--- TASK BRIEF ---
Please copy the section of the article on views of God from "They note that" up to and including "view of God.", keeping every word and mark unchanged.

--- EXCERPT ---
* * * *

Belief – The Belief That Can Make You or Break You
By Lea Carawan
How do you view God? To what extent does God interact with the world? These were two of the questions asked by Paul Froese and Christopher Bader in a robust study described in their book America’s Four Gods. Their work found that the answers to the questions above provide tremendous insight into our worldview.
They note that our responses to these two questions predict the substance of our worldview better than skin color, wealth, political affiliation, or where we were raised. Essentially, our answers reveal the kind of transcendent authority we look to when making decisions and planning our lives.
There has been a great deal written on this throughout the ages, and the overwhelming conclusion seems to be that everything about our lives ---our attitudes, motives, desires, actions, and even our words --- is influenced by our view of God.
Whether our problems are financial, moral or emotional, whether we are tempted by lust, worry, anger, or insecurity, our behavior reflects our beliefs about God. What we believe to be true about God’s character affects our friendships, our work and leisure activities, the things we read, the social media we view, and even the music we listen to.
Froese and Bader describe four primary ways that people view God, if they believe in God:
● The Benevolent God
● The Critical or Just God
● The Distant or Detached God
● The Authoritative or Balanced God
The benevolent God is engaged but does not judge at all. This view of God tends to confuse tolerance with love and in extreme forms paints God as a type of cosmic indulgent parent.
The critical or just view of God sees Him as a judge that will not engage us in this lifetime. Usually, this view believes that God will judge us in the afterlife, but He isn’t really involved here and now. Therefore, this view believes that most punishment happens in the next life. As a result, this view tends to have minimal impact on behavior today because punishment is so far removed.

* * * *

--- DATASET EXTRACT ---
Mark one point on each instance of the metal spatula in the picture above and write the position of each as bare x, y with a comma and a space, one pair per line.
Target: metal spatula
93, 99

* * * *

--- RESPONSE TO THIS TASK ---
They note that our responses to these two questions predict the substance of our worldview better than skin color, wealth, political affiliation, or where we were raised. Essentially, our answers reveal the kind of transcendent authority we look to when making decisions and planning our lives.
There has been a great deal written on this throughout the ages, and the overwhelming conclusion seems to be that everything about our lives ---our attitudes, motives, desires, actions, and even our words --- is influenced by our view of God.